• [Given exercise]: Pick out each line in the rows below that contains the word "sleeve" and copy it.
++++++
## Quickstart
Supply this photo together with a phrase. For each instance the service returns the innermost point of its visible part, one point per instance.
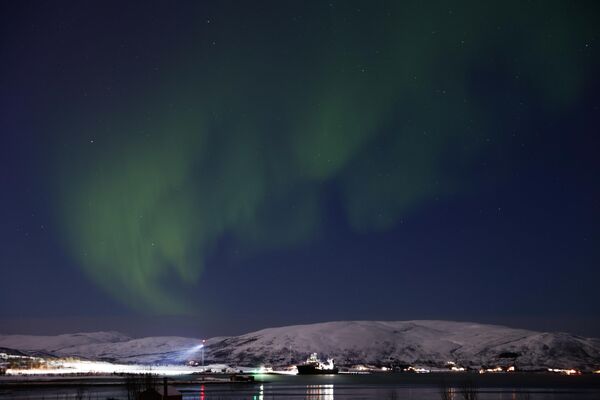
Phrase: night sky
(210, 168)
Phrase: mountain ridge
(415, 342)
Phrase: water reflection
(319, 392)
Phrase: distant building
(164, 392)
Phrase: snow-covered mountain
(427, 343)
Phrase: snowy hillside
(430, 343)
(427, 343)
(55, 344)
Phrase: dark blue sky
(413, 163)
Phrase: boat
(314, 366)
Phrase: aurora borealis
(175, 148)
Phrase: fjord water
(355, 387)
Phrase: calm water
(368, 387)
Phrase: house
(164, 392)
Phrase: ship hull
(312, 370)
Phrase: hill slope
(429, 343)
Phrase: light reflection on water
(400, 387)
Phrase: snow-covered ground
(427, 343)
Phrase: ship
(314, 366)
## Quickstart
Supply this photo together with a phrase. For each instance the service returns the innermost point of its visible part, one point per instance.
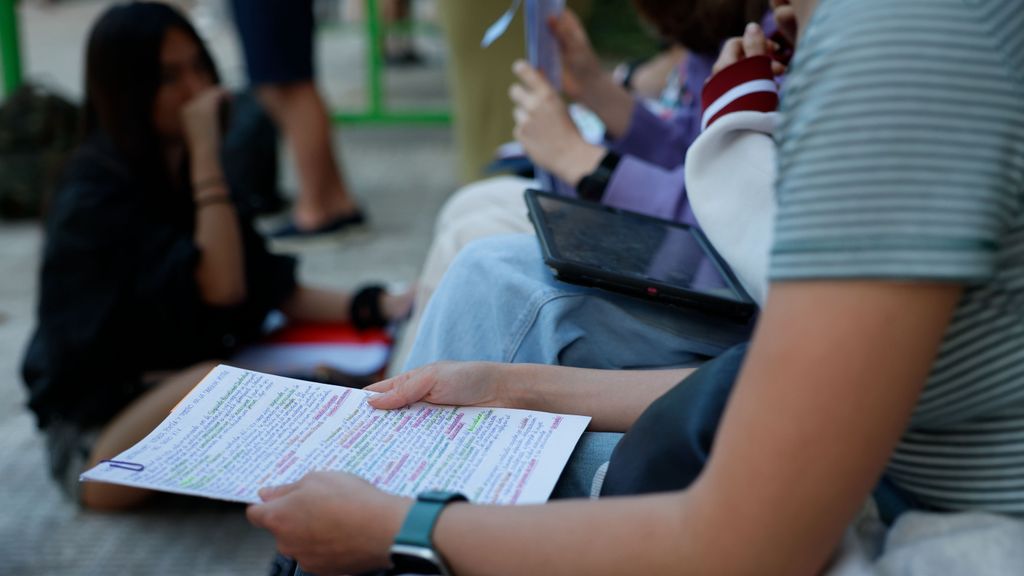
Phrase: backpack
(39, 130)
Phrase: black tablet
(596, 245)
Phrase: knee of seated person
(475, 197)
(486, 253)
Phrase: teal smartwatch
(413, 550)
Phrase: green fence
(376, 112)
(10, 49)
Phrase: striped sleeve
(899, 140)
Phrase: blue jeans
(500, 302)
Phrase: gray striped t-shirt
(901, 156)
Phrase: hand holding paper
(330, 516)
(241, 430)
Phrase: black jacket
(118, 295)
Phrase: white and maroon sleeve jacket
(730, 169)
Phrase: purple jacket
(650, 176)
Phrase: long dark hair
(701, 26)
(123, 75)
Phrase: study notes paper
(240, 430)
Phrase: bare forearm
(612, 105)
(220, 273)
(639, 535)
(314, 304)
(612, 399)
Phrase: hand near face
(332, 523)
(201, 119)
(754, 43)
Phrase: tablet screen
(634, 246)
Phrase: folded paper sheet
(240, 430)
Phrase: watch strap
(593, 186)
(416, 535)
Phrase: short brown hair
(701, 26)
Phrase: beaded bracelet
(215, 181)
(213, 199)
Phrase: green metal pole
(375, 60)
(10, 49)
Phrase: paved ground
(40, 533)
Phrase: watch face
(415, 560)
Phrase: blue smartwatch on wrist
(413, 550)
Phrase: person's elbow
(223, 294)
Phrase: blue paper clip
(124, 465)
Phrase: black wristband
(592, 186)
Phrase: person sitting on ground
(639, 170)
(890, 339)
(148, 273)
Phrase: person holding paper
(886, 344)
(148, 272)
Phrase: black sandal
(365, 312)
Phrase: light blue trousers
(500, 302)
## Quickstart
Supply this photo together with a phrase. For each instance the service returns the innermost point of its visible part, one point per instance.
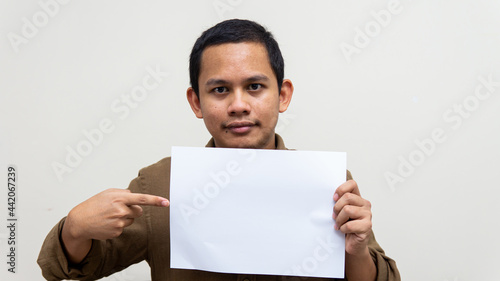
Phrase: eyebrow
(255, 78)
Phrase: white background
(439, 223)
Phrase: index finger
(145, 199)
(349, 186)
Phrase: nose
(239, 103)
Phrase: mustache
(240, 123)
++++++
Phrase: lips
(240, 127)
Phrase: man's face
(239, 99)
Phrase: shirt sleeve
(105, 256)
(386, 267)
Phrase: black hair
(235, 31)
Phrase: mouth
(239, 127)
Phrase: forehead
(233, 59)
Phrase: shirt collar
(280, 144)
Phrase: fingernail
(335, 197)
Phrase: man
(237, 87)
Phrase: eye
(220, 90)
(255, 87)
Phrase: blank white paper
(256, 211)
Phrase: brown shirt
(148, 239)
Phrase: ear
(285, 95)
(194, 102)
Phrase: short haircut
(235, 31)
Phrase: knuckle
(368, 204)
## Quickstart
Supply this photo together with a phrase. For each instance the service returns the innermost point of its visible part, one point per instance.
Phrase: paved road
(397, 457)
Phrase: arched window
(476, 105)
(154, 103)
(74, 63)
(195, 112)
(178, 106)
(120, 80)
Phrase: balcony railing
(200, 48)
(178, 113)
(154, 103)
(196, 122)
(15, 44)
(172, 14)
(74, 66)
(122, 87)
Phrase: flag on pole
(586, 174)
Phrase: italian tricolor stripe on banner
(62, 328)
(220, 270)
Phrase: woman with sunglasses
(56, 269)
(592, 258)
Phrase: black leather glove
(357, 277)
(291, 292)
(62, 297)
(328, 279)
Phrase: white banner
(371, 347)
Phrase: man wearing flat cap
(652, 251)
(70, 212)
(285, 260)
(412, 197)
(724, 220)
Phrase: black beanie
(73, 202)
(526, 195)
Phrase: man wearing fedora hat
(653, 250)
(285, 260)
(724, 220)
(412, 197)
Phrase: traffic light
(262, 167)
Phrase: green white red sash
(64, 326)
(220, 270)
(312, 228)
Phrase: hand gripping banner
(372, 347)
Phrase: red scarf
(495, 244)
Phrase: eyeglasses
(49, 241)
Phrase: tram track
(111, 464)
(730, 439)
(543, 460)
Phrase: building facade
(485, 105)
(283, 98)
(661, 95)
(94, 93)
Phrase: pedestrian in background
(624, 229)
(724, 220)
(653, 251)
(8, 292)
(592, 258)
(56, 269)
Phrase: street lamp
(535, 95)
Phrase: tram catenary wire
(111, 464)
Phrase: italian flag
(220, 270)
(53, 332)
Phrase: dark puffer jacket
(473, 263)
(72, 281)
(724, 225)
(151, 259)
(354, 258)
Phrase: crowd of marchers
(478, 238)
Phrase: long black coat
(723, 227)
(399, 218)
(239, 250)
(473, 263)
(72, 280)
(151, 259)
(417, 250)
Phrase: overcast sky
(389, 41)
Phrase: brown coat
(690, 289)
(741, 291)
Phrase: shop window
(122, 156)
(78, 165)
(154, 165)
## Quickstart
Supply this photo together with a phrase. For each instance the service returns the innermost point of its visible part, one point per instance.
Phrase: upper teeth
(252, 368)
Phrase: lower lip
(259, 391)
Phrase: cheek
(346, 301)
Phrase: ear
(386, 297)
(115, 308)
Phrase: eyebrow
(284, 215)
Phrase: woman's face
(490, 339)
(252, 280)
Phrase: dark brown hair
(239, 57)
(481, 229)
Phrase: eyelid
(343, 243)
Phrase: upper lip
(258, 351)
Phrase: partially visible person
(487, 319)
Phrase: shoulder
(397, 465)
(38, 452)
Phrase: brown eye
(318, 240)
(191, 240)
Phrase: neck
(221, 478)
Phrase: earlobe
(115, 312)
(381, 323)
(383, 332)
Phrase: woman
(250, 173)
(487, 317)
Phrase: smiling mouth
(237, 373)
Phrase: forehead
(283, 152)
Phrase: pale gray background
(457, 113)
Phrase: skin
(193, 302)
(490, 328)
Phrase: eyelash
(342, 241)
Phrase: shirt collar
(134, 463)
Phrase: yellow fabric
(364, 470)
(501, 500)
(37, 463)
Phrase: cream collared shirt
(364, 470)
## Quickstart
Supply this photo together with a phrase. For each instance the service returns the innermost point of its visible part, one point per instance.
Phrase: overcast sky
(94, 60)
++++++
• [Output below]:
Phrase: striped sleeve
Phrase: white and maroon sleeve jacket
Phrase: shirt sleeve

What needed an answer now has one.